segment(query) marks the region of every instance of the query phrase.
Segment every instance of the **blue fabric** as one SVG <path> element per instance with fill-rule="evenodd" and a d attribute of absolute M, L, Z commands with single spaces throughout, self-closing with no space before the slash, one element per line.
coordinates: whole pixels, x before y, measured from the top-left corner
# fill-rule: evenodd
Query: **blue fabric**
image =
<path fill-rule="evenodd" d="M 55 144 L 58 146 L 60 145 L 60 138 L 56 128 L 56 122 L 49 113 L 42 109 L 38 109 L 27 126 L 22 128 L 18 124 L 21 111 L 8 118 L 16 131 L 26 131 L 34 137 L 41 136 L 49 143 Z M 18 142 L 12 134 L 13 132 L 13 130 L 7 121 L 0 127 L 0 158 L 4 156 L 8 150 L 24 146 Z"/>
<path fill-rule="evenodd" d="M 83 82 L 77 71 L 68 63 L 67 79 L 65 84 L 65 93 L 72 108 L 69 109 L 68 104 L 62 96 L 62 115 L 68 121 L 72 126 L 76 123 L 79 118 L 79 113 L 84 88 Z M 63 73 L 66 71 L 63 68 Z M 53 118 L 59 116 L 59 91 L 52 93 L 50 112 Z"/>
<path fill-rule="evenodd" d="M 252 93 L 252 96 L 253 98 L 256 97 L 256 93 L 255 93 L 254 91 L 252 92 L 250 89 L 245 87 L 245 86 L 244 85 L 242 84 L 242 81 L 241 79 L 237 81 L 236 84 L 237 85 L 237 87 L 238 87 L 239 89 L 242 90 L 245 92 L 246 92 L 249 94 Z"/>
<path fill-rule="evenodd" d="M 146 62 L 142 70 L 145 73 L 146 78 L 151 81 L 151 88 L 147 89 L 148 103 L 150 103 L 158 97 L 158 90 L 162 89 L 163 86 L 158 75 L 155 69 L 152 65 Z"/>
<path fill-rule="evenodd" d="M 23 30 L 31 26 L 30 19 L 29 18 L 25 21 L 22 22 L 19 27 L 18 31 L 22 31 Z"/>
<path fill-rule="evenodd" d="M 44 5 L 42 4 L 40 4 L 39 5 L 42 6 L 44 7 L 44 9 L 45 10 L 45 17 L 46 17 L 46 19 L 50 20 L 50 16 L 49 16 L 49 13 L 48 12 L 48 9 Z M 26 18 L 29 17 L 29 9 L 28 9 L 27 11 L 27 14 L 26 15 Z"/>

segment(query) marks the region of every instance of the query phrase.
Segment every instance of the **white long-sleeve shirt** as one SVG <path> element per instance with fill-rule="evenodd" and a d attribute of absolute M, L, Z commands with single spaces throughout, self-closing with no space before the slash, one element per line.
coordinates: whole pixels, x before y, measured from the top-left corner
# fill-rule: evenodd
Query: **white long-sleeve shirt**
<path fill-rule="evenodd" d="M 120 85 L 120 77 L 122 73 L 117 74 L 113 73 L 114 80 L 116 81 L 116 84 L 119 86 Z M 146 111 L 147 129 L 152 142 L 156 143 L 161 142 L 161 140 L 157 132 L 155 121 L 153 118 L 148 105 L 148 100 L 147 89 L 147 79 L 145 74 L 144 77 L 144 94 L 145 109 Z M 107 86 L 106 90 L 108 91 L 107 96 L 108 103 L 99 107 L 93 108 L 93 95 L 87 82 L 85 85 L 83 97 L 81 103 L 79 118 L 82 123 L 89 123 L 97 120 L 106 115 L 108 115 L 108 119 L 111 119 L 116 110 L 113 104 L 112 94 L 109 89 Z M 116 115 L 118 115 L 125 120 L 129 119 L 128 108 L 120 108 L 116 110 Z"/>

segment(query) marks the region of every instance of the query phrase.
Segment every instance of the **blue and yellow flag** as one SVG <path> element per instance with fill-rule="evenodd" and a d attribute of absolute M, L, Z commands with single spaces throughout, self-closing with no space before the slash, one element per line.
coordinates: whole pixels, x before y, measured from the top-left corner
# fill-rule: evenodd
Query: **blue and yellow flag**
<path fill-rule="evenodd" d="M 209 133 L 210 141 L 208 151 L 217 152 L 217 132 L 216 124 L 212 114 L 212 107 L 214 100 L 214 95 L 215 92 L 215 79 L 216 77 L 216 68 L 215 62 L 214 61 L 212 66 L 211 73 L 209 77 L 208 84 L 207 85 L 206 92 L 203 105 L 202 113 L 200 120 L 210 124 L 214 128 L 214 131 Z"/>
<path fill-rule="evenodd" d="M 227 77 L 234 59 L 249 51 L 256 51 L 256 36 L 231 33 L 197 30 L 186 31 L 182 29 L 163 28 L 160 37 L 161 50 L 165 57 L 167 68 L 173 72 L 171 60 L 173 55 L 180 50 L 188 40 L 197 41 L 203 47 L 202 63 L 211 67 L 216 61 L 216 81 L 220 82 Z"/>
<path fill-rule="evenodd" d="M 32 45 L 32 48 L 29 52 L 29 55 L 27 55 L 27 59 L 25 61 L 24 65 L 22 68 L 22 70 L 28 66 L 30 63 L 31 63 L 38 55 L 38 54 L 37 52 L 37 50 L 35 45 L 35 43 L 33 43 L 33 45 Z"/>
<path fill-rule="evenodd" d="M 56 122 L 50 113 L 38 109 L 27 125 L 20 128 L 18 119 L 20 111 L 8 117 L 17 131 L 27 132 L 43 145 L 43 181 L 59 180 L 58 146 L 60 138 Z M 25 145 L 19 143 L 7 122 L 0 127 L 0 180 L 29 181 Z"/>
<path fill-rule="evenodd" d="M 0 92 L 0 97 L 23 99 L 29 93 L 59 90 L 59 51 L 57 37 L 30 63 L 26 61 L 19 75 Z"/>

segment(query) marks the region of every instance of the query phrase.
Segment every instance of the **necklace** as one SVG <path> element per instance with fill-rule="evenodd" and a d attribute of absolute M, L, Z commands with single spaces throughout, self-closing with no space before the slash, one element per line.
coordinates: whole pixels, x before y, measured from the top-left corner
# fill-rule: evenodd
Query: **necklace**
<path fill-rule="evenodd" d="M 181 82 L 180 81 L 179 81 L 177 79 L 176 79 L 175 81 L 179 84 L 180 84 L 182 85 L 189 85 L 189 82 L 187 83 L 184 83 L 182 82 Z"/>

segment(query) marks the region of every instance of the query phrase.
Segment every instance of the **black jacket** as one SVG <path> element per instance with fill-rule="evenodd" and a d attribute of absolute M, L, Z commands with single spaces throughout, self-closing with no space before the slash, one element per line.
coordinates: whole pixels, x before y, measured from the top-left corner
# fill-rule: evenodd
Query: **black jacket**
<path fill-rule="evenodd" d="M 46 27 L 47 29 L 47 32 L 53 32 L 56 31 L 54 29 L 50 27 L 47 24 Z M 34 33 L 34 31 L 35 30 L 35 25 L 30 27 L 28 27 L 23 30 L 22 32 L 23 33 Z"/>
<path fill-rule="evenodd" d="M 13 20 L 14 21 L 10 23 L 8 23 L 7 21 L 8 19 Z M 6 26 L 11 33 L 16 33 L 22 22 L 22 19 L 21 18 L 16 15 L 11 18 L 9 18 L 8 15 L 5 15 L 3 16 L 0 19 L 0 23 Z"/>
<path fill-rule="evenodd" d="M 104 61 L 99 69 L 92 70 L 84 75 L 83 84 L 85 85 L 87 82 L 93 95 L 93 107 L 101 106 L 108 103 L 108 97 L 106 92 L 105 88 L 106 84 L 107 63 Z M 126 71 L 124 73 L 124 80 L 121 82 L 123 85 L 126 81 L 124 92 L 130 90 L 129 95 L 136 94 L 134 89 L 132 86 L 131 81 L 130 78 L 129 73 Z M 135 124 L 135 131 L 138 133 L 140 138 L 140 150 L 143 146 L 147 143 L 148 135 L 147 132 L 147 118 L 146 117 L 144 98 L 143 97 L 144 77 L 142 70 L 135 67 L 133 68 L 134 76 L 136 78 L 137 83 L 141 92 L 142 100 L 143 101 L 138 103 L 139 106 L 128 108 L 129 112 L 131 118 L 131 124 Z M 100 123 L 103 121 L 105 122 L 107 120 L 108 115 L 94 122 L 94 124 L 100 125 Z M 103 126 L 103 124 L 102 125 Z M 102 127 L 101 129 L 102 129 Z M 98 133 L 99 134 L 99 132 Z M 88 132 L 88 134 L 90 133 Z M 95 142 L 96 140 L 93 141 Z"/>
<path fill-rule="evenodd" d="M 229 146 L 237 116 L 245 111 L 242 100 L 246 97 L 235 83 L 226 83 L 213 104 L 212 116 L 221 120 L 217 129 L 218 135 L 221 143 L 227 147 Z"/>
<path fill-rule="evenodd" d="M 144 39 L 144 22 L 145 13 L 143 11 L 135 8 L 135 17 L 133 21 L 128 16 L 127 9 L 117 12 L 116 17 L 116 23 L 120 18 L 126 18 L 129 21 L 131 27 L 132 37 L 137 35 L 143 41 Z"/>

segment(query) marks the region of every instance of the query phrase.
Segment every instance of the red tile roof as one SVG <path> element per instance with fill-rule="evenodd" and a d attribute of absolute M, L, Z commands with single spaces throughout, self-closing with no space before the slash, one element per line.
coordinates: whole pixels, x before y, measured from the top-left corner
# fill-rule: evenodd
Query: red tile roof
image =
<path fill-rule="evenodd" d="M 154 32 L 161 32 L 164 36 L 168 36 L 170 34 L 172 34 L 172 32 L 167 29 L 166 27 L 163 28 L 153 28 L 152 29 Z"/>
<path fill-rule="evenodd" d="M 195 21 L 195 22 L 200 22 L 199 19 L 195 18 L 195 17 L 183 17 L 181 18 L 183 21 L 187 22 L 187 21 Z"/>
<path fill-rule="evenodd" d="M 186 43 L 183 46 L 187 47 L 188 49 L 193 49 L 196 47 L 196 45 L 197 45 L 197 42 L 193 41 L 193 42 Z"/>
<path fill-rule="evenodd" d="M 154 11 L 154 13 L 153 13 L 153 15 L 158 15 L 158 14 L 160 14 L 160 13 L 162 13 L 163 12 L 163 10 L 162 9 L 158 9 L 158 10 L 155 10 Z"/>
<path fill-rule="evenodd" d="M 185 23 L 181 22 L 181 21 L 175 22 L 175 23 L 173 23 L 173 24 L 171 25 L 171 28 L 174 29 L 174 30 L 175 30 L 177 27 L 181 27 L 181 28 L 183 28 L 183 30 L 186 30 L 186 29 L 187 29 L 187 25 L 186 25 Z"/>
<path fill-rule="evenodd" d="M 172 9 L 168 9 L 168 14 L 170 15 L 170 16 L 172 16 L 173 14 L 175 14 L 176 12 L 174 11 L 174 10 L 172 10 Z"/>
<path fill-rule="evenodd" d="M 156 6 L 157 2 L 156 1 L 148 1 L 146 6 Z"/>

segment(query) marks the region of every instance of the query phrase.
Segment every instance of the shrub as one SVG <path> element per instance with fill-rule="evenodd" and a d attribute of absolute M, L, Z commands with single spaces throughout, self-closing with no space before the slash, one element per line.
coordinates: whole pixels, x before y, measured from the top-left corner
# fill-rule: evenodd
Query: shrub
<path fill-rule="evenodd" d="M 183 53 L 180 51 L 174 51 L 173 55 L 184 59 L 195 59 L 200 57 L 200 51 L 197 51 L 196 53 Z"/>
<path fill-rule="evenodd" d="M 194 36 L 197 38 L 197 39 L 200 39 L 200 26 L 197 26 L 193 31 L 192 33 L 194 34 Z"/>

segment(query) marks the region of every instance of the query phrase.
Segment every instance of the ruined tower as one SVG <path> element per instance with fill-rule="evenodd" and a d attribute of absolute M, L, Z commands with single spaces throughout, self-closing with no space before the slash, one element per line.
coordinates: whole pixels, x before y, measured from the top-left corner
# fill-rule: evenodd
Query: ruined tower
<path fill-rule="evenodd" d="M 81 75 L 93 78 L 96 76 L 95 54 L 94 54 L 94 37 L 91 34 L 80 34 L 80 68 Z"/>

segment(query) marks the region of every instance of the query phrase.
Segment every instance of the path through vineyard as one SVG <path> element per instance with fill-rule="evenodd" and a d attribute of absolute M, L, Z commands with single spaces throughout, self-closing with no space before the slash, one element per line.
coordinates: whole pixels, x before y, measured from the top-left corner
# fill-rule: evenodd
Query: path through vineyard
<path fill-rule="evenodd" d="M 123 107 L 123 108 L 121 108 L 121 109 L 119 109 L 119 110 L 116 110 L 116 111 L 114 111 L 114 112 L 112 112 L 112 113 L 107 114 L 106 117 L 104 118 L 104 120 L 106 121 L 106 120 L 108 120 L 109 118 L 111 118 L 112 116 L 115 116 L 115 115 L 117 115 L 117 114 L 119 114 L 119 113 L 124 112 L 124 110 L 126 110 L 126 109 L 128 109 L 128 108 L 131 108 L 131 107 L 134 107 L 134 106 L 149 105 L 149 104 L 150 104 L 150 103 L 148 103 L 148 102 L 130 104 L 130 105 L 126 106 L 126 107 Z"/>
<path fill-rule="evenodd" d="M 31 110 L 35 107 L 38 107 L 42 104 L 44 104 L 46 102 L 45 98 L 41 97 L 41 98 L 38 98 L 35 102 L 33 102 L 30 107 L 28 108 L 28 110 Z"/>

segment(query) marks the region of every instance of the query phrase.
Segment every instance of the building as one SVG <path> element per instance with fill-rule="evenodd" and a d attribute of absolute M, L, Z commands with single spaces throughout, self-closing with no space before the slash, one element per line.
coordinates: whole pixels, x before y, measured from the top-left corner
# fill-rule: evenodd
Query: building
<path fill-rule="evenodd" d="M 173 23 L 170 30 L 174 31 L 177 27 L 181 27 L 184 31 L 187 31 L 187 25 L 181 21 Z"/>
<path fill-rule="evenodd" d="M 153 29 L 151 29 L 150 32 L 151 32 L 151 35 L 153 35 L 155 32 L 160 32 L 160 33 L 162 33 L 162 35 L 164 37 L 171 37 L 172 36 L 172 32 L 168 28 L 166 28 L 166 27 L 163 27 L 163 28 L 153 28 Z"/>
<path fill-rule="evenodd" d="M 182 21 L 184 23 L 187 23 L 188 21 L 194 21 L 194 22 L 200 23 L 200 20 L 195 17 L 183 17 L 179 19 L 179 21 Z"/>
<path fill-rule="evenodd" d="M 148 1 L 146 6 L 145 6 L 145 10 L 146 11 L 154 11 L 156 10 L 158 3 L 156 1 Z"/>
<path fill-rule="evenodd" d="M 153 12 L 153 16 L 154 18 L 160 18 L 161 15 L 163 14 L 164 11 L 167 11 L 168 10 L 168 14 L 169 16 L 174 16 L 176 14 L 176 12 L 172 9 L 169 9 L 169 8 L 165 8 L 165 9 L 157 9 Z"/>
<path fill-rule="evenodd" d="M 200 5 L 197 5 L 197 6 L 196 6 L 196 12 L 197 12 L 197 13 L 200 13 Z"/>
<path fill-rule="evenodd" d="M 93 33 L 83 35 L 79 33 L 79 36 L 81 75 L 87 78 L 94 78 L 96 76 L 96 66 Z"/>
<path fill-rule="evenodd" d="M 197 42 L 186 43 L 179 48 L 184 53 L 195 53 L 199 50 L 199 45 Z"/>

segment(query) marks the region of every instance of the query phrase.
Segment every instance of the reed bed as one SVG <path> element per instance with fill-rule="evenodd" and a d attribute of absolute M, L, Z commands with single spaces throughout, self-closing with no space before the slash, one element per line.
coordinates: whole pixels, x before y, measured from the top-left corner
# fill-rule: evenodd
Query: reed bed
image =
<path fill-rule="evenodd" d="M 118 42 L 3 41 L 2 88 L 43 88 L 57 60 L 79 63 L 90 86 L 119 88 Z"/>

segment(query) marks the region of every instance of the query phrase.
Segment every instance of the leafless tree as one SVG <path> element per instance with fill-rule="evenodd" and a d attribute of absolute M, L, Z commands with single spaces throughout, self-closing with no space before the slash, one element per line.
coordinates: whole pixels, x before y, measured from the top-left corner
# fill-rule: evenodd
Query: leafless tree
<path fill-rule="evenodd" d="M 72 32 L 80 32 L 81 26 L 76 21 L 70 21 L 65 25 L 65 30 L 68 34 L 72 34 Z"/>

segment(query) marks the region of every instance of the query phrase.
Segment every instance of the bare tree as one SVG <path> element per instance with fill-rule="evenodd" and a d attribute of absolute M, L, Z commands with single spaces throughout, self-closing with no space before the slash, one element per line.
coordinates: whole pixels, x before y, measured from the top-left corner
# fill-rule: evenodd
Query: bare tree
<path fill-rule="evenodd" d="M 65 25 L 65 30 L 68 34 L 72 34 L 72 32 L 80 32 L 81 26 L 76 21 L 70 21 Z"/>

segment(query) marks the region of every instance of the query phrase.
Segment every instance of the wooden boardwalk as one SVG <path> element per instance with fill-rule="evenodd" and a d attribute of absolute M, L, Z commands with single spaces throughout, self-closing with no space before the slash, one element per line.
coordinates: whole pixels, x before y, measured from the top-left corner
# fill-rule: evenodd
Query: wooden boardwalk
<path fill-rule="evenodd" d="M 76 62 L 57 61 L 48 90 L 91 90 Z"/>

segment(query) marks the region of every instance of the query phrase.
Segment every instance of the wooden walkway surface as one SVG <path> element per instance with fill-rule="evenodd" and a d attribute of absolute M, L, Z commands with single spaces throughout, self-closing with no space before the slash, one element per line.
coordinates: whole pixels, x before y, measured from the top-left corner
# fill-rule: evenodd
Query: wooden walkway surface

:: Problem ::
Pull out every line of the data above that contains the word "leafless" and copy each one in full.

:: Answer ::
Segment every instance of the leafless tree as one SVG <path> element per instance with fill-rule="evenodd" and a d attribute of absolute M, L, Z commands with single spaces throughout, self-closing with no space before the slash, one element per line.
Query: leafless tree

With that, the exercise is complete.